Task directions: Reproduce the following text on the Mifos data warehouse ETL in full, word for word.

Text section:

The Mifos data warehouse is populated by an "ETL" program. Although it can be run manually, it is usually scheduled to run each day just after midnight (although this isn't mandatory... you could skip weekends, holidays or run only once a week depending on how up-to-date you need the data warehouse to be).
In linux, the ETL would be scheduled via cron. In windows, via the task scheduler.
There are about twelve Mifos standard reports that rely on the Mifos data warehouse e.g. MFI Progress, Loan Officer Detailed, Loan Officer Summary, Due vs Collected. When entering parameters to run these reports you will see a note saying 'Data for this report last updated on <date>'. |
There are two ETL options available.
This option rebuilds the Mifos data warehouse from scratch each run. It is fine for test situations and for small MFIs. As a rule-of-thumb, if an MFI has about 10,000 clients and has been running on Mifos for 2 years, the Full ETL should take between 2 and 3 hours. The ETL should run on the same machine as the mysql database. If it doesn't the additional network traffic will slow down the process dramatically... by up to 4 times in the case of using Amazon RDS.

Raw records:
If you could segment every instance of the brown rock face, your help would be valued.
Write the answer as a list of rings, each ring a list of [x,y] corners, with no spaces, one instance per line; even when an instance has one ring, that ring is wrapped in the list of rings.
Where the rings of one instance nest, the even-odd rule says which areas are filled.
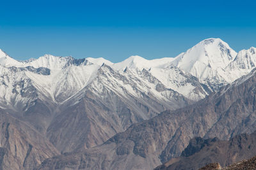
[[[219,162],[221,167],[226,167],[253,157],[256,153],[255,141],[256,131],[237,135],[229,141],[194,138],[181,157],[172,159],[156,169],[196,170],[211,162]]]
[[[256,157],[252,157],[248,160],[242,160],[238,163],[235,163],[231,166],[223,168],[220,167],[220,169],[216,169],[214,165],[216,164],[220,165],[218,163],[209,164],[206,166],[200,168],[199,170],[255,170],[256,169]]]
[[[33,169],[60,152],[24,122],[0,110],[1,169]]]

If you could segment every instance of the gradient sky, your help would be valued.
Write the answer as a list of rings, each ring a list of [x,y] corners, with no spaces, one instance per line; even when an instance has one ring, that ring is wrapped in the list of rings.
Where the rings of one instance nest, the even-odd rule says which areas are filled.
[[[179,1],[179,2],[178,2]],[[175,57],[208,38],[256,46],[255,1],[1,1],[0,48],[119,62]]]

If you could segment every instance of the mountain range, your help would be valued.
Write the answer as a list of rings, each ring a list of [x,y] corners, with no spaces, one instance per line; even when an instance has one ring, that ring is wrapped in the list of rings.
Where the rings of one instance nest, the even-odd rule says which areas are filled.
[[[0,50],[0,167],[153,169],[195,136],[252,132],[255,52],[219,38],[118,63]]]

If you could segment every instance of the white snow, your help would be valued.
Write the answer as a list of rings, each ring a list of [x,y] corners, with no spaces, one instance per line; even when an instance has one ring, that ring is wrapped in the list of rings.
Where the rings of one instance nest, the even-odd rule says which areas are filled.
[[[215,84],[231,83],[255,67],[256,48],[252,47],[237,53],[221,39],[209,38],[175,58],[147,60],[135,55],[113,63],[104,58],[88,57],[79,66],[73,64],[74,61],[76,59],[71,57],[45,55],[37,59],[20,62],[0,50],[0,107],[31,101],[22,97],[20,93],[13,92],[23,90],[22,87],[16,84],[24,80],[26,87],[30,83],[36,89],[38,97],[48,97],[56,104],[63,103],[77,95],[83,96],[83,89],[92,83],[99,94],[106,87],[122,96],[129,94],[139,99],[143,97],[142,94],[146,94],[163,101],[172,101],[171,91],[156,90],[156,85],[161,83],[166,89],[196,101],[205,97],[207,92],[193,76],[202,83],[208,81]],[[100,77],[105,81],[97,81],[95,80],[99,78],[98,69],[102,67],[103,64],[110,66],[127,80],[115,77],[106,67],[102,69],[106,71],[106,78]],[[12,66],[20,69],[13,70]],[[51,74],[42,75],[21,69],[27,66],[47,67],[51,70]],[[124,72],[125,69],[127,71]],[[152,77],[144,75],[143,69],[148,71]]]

==

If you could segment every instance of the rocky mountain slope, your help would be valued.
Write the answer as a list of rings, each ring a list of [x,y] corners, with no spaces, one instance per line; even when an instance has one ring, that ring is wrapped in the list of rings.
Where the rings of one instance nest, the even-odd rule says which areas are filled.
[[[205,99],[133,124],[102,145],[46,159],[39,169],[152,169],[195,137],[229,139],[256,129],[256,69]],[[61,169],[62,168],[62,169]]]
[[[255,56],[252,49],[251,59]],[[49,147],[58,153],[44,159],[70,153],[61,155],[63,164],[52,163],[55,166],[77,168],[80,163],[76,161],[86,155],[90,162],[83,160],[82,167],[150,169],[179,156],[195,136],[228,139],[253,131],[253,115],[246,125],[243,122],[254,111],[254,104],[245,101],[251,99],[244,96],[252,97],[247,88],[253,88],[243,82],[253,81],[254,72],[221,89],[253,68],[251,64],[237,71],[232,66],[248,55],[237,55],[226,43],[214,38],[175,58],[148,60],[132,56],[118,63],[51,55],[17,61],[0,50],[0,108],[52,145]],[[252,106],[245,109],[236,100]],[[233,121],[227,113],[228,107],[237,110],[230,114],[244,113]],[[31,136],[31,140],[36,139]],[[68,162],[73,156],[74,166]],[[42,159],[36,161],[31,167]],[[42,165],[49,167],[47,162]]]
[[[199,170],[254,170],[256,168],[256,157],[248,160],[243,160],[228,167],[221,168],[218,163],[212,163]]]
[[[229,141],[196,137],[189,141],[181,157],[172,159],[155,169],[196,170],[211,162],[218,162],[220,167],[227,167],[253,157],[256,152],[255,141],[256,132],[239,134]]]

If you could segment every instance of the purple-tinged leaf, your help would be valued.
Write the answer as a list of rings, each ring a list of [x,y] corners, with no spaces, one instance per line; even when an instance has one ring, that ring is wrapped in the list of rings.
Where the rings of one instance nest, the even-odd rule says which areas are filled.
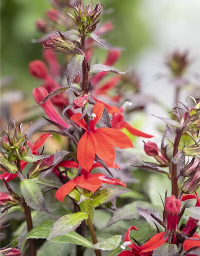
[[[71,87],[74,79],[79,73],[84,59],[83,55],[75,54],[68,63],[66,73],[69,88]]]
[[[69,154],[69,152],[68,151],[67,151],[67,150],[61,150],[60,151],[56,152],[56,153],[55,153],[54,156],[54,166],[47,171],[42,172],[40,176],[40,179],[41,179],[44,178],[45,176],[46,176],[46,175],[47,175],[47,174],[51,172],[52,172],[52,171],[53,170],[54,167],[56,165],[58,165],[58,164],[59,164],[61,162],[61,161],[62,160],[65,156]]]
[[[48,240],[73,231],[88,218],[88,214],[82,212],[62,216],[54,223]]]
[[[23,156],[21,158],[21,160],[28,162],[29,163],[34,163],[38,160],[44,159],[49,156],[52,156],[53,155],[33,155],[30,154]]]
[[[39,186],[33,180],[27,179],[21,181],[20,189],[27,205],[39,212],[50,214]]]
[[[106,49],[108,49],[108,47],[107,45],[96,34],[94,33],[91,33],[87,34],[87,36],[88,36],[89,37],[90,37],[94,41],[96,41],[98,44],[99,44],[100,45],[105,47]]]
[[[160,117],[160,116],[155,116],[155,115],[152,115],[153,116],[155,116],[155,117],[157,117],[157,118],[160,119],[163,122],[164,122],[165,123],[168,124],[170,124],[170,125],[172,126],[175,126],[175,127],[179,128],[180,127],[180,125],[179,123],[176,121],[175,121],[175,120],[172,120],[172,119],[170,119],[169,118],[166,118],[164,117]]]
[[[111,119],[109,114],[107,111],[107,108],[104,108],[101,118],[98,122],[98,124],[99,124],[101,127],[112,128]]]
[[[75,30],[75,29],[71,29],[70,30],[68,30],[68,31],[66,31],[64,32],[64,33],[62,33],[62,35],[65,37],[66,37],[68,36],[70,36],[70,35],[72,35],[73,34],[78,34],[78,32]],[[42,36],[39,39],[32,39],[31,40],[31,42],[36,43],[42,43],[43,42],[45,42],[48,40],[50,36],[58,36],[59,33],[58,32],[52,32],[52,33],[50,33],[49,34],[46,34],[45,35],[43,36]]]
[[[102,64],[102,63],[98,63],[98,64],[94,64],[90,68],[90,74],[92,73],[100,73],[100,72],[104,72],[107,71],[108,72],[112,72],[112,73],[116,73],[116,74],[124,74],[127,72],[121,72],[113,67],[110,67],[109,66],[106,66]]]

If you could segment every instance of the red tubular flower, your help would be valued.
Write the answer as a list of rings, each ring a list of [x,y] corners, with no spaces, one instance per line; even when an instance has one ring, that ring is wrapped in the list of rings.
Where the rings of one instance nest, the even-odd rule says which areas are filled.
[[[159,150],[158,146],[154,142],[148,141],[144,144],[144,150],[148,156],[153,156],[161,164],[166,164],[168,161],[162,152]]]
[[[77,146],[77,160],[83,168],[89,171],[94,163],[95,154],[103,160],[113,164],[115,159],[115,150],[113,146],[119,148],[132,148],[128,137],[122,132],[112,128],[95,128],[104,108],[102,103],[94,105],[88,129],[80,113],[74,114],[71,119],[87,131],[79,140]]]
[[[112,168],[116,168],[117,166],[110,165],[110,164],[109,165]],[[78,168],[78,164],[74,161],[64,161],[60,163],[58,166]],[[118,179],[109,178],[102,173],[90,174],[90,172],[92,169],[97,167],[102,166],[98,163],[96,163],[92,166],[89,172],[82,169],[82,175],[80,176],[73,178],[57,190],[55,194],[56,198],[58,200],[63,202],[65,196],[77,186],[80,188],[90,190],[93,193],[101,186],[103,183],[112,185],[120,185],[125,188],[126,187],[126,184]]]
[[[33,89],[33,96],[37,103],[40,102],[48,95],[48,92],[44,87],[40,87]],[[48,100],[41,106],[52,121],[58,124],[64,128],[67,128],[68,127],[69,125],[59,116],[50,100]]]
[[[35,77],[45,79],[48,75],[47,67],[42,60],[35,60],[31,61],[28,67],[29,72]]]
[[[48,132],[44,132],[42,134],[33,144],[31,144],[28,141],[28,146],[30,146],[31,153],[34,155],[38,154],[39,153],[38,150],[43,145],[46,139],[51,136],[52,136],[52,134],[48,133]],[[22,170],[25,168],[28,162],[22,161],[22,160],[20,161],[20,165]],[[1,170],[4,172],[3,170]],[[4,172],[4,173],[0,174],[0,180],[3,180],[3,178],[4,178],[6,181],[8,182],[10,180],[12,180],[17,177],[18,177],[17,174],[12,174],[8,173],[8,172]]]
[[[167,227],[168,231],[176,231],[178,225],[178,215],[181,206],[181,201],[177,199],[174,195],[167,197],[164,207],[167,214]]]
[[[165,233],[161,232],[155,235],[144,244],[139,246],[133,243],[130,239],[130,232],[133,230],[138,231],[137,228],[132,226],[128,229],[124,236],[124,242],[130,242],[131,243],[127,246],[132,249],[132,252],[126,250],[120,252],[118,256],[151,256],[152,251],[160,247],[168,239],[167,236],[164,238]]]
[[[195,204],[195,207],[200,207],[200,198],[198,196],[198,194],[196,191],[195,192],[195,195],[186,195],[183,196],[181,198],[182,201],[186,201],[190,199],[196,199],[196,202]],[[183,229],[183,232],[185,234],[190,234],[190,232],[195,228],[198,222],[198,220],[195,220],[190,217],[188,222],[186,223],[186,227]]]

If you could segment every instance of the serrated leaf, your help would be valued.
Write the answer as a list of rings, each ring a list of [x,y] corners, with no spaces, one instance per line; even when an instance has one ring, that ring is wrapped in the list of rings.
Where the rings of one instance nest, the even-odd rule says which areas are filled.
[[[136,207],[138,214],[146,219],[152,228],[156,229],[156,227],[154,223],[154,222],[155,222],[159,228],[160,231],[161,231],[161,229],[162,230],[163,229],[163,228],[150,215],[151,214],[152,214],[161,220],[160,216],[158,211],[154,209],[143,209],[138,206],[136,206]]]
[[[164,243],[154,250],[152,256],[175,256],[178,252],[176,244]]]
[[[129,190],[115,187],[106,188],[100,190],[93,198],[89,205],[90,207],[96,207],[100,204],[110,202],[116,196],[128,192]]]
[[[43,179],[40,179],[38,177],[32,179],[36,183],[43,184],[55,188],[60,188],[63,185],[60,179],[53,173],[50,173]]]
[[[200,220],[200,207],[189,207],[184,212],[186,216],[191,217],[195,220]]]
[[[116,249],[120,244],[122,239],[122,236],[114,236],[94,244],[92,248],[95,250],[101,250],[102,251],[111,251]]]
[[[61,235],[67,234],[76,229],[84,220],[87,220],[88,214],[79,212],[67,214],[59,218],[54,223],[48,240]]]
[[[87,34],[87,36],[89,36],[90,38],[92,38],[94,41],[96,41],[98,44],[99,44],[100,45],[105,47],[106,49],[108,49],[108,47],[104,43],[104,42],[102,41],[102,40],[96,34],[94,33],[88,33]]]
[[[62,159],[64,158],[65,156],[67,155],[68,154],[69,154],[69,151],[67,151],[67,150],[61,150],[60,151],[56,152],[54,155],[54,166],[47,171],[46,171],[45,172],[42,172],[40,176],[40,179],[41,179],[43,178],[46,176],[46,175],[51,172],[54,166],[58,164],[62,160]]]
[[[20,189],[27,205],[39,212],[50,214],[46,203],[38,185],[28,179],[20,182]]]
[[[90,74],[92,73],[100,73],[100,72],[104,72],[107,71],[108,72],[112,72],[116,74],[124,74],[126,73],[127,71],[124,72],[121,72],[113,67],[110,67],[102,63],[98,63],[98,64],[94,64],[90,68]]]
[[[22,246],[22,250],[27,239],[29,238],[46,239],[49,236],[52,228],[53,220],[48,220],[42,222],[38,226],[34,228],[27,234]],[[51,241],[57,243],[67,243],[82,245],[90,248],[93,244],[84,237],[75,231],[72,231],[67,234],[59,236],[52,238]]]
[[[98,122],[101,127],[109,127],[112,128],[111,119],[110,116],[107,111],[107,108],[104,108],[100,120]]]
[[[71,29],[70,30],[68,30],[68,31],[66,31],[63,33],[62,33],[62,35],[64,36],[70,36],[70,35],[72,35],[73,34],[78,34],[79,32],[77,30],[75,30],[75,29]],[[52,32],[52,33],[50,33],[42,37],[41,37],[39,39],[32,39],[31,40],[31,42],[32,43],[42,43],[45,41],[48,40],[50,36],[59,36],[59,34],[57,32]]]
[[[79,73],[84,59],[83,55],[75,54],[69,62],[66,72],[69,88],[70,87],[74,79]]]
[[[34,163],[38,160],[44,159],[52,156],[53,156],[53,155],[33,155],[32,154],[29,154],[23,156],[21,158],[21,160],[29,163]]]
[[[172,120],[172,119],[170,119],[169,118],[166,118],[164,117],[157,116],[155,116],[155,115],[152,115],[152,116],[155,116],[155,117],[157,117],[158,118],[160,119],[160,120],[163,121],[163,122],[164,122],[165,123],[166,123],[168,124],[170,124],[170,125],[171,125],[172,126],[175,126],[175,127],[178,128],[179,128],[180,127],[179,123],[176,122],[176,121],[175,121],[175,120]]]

...

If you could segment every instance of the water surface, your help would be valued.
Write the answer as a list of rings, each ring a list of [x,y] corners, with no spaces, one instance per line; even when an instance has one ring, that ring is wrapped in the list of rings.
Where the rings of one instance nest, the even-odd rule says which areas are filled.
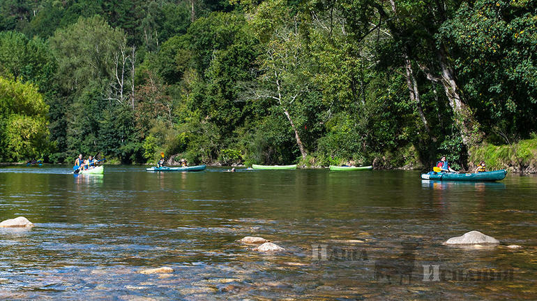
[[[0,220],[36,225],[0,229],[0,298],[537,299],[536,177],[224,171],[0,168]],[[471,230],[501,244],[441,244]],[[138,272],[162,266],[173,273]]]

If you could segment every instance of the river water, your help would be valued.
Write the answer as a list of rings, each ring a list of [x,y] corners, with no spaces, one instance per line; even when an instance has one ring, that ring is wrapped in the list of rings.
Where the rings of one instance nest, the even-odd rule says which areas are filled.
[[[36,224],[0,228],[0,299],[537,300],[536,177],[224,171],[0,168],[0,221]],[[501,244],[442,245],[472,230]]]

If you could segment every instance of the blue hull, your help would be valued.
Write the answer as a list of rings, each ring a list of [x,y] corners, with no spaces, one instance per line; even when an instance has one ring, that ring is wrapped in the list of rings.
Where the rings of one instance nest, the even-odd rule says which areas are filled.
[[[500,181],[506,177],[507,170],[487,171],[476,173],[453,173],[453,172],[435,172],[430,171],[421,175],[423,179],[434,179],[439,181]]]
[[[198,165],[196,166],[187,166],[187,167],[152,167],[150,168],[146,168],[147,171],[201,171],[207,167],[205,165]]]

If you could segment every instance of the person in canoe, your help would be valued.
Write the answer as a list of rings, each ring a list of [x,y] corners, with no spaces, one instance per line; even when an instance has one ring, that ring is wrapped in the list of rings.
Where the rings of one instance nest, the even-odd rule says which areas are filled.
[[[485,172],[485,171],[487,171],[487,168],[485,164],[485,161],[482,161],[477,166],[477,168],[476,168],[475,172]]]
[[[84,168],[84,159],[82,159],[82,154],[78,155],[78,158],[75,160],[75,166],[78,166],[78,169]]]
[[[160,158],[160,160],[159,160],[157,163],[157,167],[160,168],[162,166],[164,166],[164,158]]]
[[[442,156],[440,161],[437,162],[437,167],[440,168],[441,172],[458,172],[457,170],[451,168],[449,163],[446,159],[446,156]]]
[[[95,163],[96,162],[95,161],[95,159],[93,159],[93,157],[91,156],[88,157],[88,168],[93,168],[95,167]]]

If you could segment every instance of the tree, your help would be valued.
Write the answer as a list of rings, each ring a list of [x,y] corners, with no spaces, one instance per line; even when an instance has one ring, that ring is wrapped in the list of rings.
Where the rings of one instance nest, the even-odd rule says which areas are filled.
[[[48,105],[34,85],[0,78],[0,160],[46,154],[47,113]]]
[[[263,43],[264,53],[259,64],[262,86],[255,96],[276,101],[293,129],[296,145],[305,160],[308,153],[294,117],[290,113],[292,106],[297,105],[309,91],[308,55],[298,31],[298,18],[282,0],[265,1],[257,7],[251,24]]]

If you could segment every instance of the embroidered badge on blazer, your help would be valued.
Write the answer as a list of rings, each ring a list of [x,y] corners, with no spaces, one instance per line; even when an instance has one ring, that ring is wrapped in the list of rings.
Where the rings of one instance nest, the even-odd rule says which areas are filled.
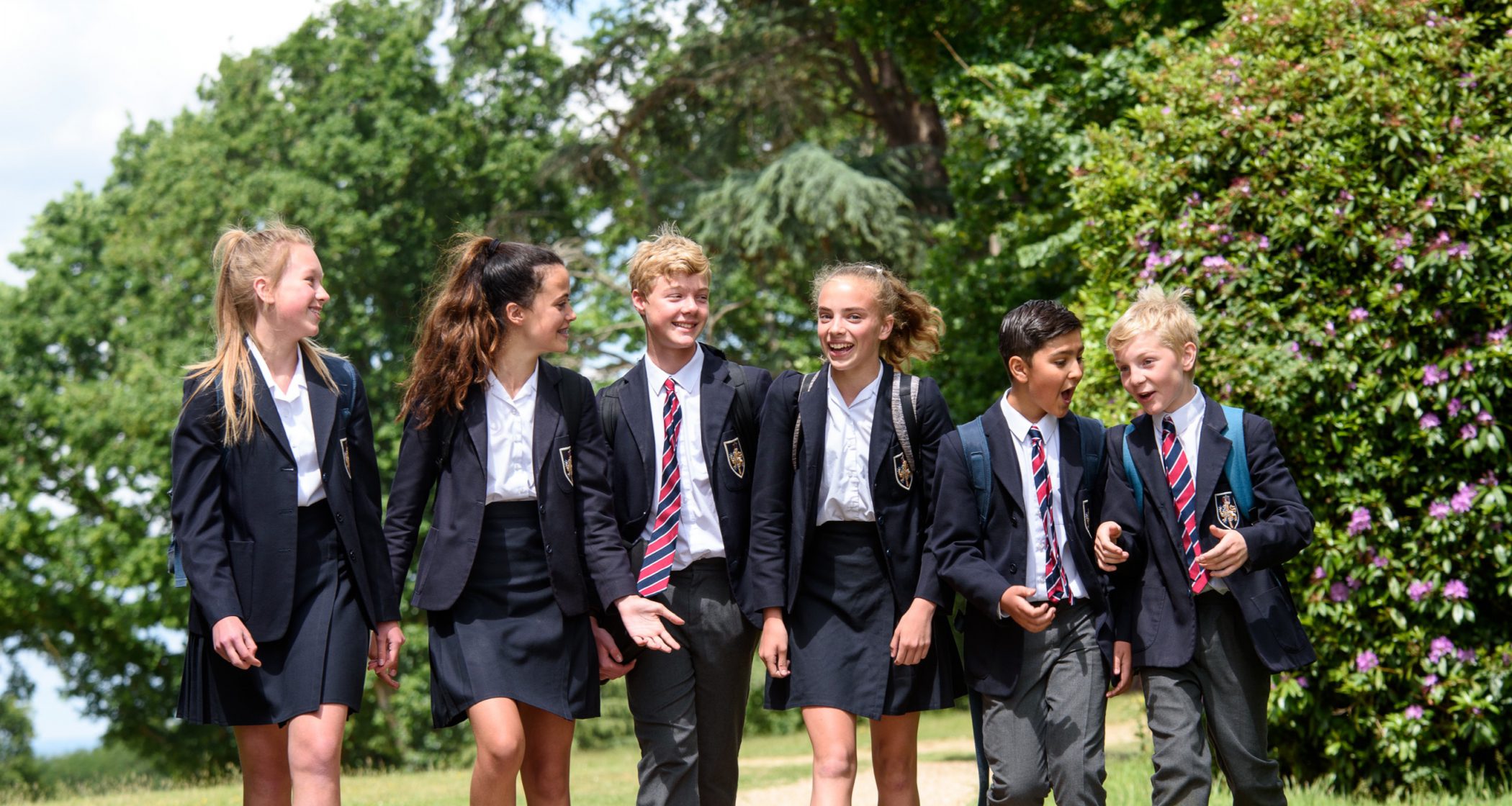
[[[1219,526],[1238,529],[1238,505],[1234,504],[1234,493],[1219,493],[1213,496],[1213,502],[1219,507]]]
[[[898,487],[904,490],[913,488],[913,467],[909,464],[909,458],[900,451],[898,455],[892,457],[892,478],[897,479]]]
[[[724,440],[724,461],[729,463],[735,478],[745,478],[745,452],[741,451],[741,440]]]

Finished exercise:
The Mifos data warehouse is populated by an "ETL" program. Although it can be run manually, it is usually scheduled to run each day just after midnight (although this isn't mandatory... you could skip weekends, holidays or run only once a week depending on how up-to-date you need the data warehouse to be).
In linux, the ETL would be scheduled via cron. In windows, via the task scheduler.
There are about twelve Mifos standard reports that rely on the Mifos data warehouse e.g. MFI Progress, Loan Officer Detailed, Loan Officer Summary, Due vs Collected. When entering parameters to run these reports you will see a note saying 'Data for this report last updated on <date>'. |
There are two ETL options available.
This option rebuilds the Mifos data warehouse from scratch each run. It is fine for test situations and for small MFIs. As a rule-of-thumb, if an MFI has about 10,000 clients and has been running on Mifos for 2 years, the Full ETL should take between 2 and 3 hours. The ETL should run on the same machine as the mysql database. If it doesn't the additional network traffic will slow down the process dramatically... by up to 4 times in the case of using Amazon RDS.